■ WORK REQUEST ■
All lines from the line containing "Please locate the green foliage." up to and including the last line of the listing below should be echoed exactly; no other lines belong in the response.

---- DATA SUPPLIED

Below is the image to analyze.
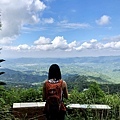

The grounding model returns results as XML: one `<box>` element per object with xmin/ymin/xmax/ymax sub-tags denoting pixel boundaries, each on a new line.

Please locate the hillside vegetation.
<box><xmin>0</xmin><ymin>81</ymin><xmax>120</xmax><ymax>120</ymax></box>
<box><xmin>0</xmin><ymin>68</ymin><xmax>120</xmax><ymax>94</ymax></box>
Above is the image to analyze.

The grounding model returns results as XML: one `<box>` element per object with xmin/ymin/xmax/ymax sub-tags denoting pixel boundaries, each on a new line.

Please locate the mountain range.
<box><xmin>0</xmin><ymin>56</ymin><xmax>120</xmax><ymax>84</ymax></box>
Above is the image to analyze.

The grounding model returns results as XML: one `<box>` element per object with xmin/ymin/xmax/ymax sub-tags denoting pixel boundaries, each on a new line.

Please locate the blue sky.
<box><xmin>0</xmin><ymin>0</ymin><xmax>120</xmax><ymax>58</ymax></box>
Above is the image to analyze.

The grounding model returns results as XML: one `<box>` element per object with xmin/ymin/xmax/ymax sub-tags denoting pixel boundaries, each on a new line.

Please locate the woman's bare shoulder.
<box><xmin>43</xmin><ymin>80</ymin><xmax>48</xmax><ymax>86</ymax></box>
<box><xmin>62</xmin><ymin>80</ymin><xmax>66</xmax><ymax>83</ymax></box>
<box><xmin>62</xmin><ymin>80</ymin><xmax>67</xmax><ymax>87</ymax></box>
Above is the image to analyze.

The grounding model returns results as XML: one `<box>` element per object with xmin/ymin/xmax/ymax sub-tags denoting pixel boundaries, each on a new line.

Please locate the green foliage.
<box><xmin>103</xmin><ymin>94</ymin><xmax>120</xmax><ymax>119</ymax></box>
<box><xmin>83</xmin><ymin>82</ymin><xmax>106</xmax><ymax>104</ymax></box>
<box><xmin>65</xmin><ymin>89</ymin><xmax>82</xmax><ymax>104</ymax></box>
<box><xmin>19</xmin><ymin>87</ymin><xmax>43</xmax><ymax>102</ymax></box>
<box><xmin>0</xmin><ymin>82</ymin><xmax>120</xmax><ymax>119</ymax></box>
<box><xmin>0</xmin><ymin>86</ymin><xmax>43</xmax><ymax>119</ymax></box>
<box><xmin>65</xmin><ymin>82</ymin><xmax>120</xmax><ymax>120</ymax></box>
<box><xmin>0</xmin><ymin>86</ymin><xmax>13</xmax><ymax>119</ymax></box>
<box><xmin>66</xmin><ymin>82</ymin><xmax>106</xmax><ymax>104</ymax></box>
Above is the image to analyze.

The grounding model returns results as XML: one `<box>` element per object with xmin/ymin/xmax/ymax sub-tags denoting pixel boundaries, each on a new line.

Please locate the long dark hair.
<box><xmin>48</xmin><ymin>64</ymin><xmax>61</xmax><ymax>80</ymax></box>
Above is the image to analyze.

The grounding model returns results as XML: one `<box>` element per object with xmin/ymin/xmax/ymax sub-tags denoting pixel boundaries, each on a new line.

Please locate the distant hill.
<box><xmin>63</xmin><ymin>74</ymin><xmax>119</xmax><ymax>94</ymax></box>
<box><xmin>0</xmin><ymin>68</ymin><xmax>47</xmax><ymax>84</ymax></box>
<box><xmin>0</xmin><ymin>68</ymin><xmax>119</xmax><ymax>94</ymax></box>
<box><xmin>0</xmin><ymin>68</ymin><xmax>111</xmax><ymax>84</ymax></box>
<box><xmin>3</xmin><ymin>56</ymin><xmax>120</xmax><ymax>64</ymax></box>
<box><xmin>1</xmin><ymin>56</ymin><xmax>120</xmax><ymax>83</ymax></box>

--------

■ ANSWER TO THIS TASK ■
Please locate the green foliage.
<box><xmin>103</xmin><ymin>94</ymin><xmax>120</xmax><ymax>119</ymax></box>
<box><xmin>83</xmin><ymin>82</ymin><xmax>106</xmax><ymax>104</ymax></box>
<box><xmin>65</xmin><ymin>89</ymin><xmax>82</xmax><ymax>104</ymax></box>
<box><xmin>19</xmin><ymin>87</ymin><xmax>43</xmax><ymax>102</ymax></box>
<box><xmin>0</xmin><ymin>82</ymin><xmax>120</xmax><ymax>119</ymax></box>
<box><xmin>0</xmin><ymin>86</ymin><xmax>43</xmax><ymax>119</ymax></box>
<box><xmin>65</xmin><ymin>82</ymin><xmax>120</xmax><ymax>120</ymax></box>
<box><xmin>0</xmin><ymin>86</ymin><xmax>13</xmax><ymax>119</ymax></box>
<box><xmin>66</xmin><ymin>82</ymin><xmax>106</xmax><ymax>104</ymax></box>
Above is the image to analyze.

The grounding model returns results as XML: one `<box>` element per object with xmin/ymin/xmax/ymax sub-tags denoting pixel boundaries, each on a new line.

Please locate the long dark hair.
<box><xmin>48</xmin><ymin>64</ymin><xmax>61</xmax><ymax>80</ymax></box>
Above is the image to analyze.

The grounding model returns results as XML: one `<box>` element per object with xmin/ymin/xmax/ymax sub-tags denoting pixel boundaries, each on a new line.

Please locate the distant hill.
<box><xmin>63</xmin><ymin>74</ymin><xmax>119</xmax><ymax>94</ymax></box>
<box><xmin>0</xmin><ymin>68</ymin><xmax>47</xmax><ymax>84</ymax></box>
<box><xmin>0</xmin><ymin>68</ymin><xmax>119</xmax><ymax>94</ymax></box>
<box><xmin>0</xmin><ymin>68</ymin><xmax>111</xmax><ymax>84</ymax></box>
<box><xmin>3</xmin><ymin>56</ymin><xmax>120</xmax><ymax>64</ymax></box>
<box><xmin>1</xmin><ymin>56</ymin><xmax>120</xmax><ymax>83</ymax></box>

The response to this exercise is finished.